• DIRECTIONS FOR THIS TASK:
Swap "annotate" for "mark" everywhere in the entries below, then write every entry out again with nothing else altered. Leave the pictures out of your answer.

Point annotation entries
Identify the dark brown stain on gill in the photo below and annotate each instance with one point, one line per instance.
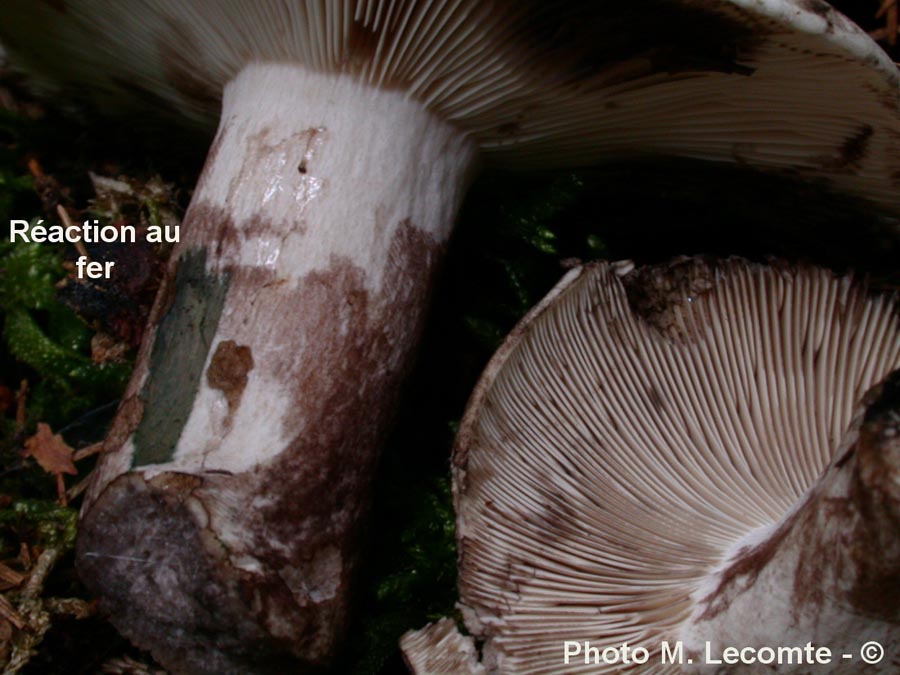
(586, 40)
(853, 150)
(742, 574)
(228, 371)
(58, 5)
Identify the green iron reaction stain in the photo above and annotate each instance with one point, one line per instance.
(182, 343)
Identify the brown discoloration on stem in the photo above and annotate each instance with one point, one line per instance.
(228, 370)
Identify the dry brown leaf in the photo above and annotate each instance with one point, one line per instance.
(50, 451)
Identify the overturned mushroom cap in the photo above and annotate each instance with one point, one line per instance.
(642, 456)
(789, 85)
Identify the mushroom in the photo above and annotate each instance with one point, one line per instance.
(222, 527)
(668, 459)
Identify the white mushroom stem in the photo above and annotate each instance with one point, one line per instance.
(273, 362)
(829, 573)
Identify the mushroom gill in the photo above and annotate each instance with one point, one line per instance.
(671, 454)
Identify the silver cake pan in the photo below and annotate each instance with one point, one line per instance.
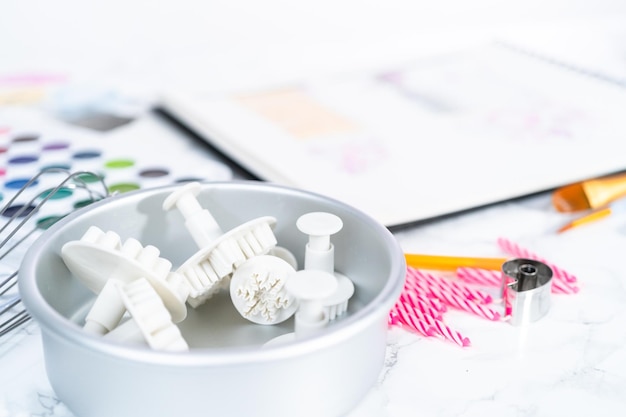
(227, 371)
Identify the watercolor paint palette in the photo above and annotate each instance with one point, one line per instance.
(142, 154)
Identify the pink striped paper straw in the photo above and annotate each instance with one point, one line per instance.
(516, 250)
(403, 316)
(442, 329)
(452, 286)
(422, 305)
(454, 300)
(479, 276)
(427, 325)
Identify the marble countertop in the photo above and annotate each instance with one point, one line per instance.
(571, 362)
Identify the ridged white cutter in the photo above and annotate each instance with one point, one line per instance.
(151, 320)
(218, 254)
(99, 256)
(320, 255)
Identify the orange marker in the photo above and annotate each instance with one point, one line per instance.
(591, 217)
(451, 263)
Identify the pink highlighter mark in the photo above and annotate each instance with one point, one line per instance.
(31, 79)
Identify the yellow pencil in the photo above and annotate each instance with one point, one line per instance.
(591, 217)
(451, 263)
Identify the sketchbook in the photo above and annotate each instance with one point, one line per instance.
(437, 135)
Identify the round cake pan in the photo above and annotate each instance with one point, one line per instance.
(229, 370)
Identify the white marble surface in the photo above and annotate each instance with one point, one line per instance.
(572, 362)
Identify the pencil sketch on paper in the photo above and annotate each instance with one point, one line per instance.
(352, 157)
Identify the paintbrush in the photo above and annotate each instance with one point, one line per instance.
(590, 194)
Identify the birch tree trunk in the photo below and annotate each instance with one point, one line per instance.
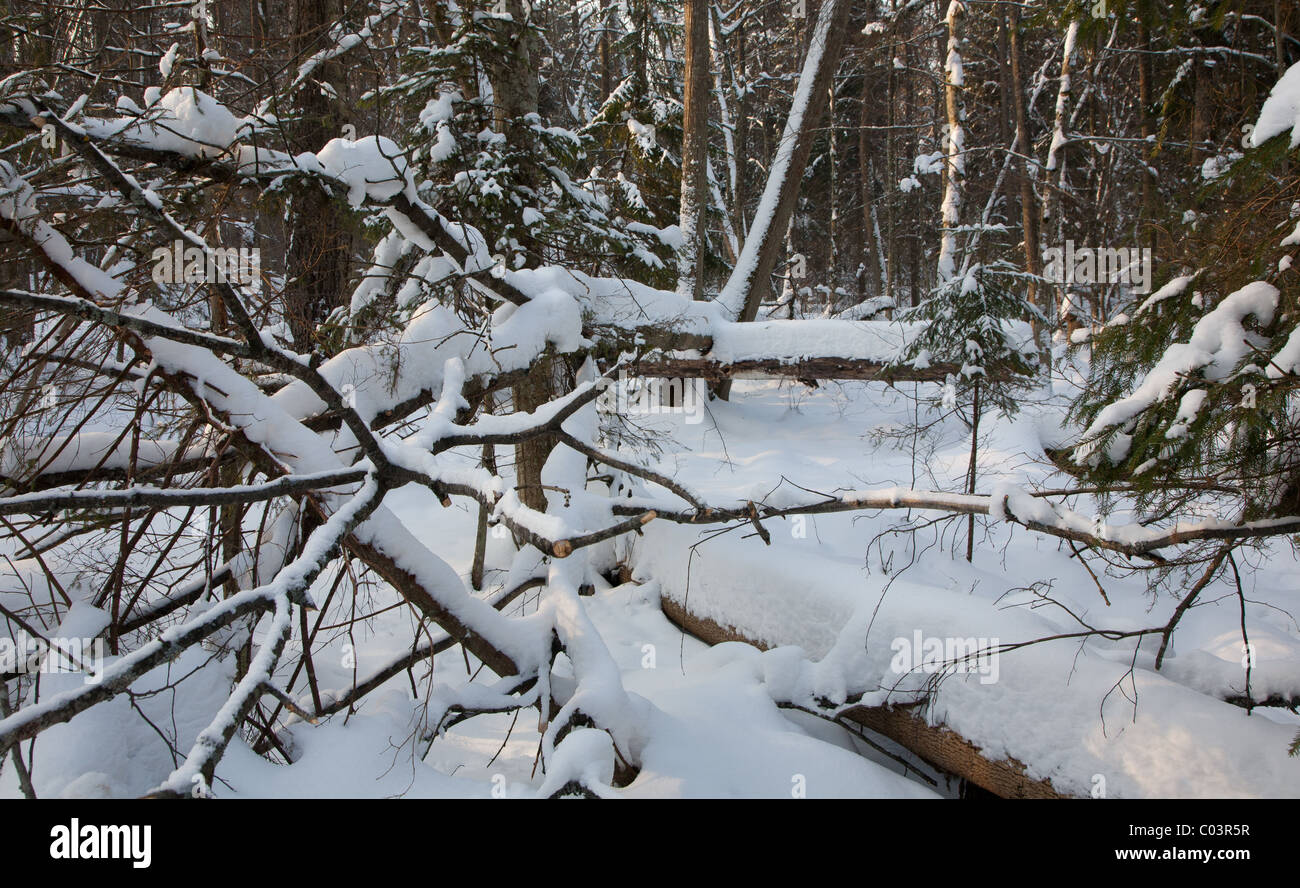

• RESULT OF THE EXERCISE:
Identify the dark brown stain on gill in the photo below and mark each instance with one point, one line per instance.
(586, 40)
(853, 150)
(742, 574)
(228, 371)
(58, 5)
Identify the green iron reaction stain in the photo above and mark each instance with one point, one line per instance.
(182, 343)
Identify the brown discoloration on stem in the photo above and mark each instance with one point, one line per instance.
(228, 370)
Identify the dry brown leaf in the photo above and mark each instance with one point, one line per instance.
(50, 451)
Identify the overturned mushroom cap in the photo above and mark each instance with one point, one line per instance.
(642, 456)
(789, 85)
Identify the mushroom in the photo above and mark each instance with one point, one line per instance.
(222, 527)
(668, 459)
Identify the white mushroom stem in the photo above and mark each instance with one point, one line per instance.
(273, 362)
(829, 573)
Identify the mushroom gill in the photo above and mark each instance with one point, one line per instance.
(671, 454)
Identify the silver cake pan in the photo below and mark each instance with one point, one line per instance.
(227, 371)
Identify the watercolor paint palette in the photo above and mark each instance with one point, one line per instance.
(142, 154)
Identify the pink striped paper straw in the photo above and mark each instance with one point, one line per instance.
(516, 250)
(403, 316)
(442, 329)
(452, 286)
(422, 305)
(454, 300)
(479, 276)
(427, 325)
Identify the marble countertop in the photo above and mark each instance with one point, one line per instance.
(571, 362)
Identify the ridged white cutter in the photo above and mark each instance with one point, one line per instance.
(151, 320)
(218, 254)
(99, 256)
(320, 255)
Identify the orange marker in the photo above and mark each instance with one point, one line per instance.
(591, 217)
(451, 263)
Identify the pink highlighter mark in the photo above and mark each instance with one point, one line per instance.
(31, 79)
Identify the yellow pencil in the photo above and mark each instance with one point, one line per instance.
(591, 217)
(451, 263)
Identify the sketchbook in the photo above and mark each instance with one point, one line per instance.
(437, 135)
Identify the round cake pan in the photo above and mark each instance with one point, one line per instance.
(229, 370)
Identify the white marble surface in the photo above and mark each instance with one point, one line per instance.
(572, 362)
Identify the pencil sketch on paper in the photo above and mark each instance with one point, one line per instance.
(352, 157)
Identify the paintbrush in the photo above and mark each instance with one point, one line per instance.
(590, 194)
Identify the birch tree trunk in the photo below and mark each instance with one point, one line per instance.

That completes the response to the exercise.